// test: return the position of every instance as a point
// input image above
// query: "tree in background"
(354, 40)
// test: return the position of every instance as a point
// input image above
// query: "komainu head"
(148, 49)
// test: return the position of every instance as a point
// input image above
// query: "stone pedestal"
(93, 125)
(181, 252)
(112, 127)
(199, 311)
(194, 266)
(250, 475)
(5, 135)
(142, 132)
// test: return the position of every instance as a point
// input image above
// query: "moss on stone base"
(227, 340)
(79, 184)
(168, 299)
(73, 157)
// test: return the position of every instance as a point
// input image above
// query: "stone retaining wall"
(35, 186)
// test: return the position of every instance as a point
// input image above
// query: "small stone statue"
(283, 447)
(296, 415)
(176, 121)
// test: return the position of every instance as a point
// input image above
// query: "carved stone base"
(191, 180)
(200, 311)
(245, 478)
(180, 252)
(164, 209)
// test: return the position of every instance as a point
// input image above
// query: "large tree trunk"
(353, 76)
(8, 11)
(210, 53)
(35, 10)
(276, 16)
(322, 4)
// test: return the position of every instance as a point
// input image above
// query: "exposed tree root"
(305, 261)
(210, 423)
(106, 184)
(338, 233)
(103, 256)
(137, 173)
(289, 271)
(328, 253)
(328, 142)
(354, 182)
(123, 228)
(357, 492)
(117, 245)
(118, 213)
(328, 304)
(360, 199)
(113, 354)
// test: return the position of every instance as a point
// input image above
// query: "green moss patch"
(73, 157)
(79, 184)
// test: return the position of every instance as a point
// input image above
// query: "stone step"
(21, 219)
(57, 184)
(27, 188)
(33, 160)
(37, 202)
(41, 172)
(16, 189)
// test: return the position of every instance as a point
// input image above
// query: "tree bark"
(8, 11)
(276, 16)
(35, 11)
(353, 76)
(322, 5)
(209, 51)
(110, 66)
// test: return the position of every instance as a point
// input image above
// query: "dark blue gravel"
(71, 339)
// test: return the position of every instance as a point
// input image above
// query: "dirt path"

** Task **
Reproduce the entries above in full, verbatim.

** Solved exercise **
// test: return the position of every instance as a point
// input image above
// query: "tree in background"
(354, 40)
// test: return the position of every instance as a point
// input image above
// query: "komainu head"
(148, 49)
// test: return the position of every instance as a point
// input image above
// query: "stone pedestal"
(93, 125)
(181, 252)
(112, 127)
(199, 311)
(194, 266)
(250, 475)
(5, 135)
(142, 132)
// test: return the position of every instance as a point
// input image above
// query: "moss on stone base"
(227, 340)
(79, 184)
(168, 299)
(73, 157)
// test: return the position of every instance as a point
// input image above
// query: "stone retaining wall"
(35, 186)
// test: return the position of every instance as a point
// input image above
// query: "small stone statue"
(283, 447)
(296, 415)
(176, 121)
// test: return the position of every instance as a point
// input image above
// query: "carved stone base"
(191, 180)
(200, 311)
(245, 478)
(180, 252)
(164, 209)
// test: return the position of every instance as a point
// input image above
// query: "large tree trunk"
(353, 76)
(8, 11)
(210, 53)
(35, 10)
(276, 16)
(322, 4)
// test: return the position of every instance as a point
// input image above
// query: "exposed tree root"
(305, 261)
(210, 423)
(106, 184)
(338, 233)
(103, 256)
(137, 173)
(289, 271)
(328, 253)
(328, 142)
(354, 182)
(123, 228)
(357, 492)
(117, 245)
(118, 213)
(328, 304)
(360, 199)
(113, 354)
// test: return the position of every instance as a point
// input image above
// query: "green moss patch"
(73, 157)
(79, 184)
// test: return the position of every instance as a point
// input image above
// query: "stone step"
(21, 219)
(57, 184)
(27, 188)
(33, 160)
(37, 202)
(41, 172)
(16, 189)
// test: return the position of every instance as a point
// input image above
// query: "tree bark"
(8, 11)
(276, 16)
(35, 11)
(353, 76)
(322, 5)
(209, 51)
(110, 66)
// test: return the position of every instance as a point
// input image above
// query: "dark blue gravel"
(71, 339)
// test: return the position of every instance as a point
// input image above
// query: "dirt path"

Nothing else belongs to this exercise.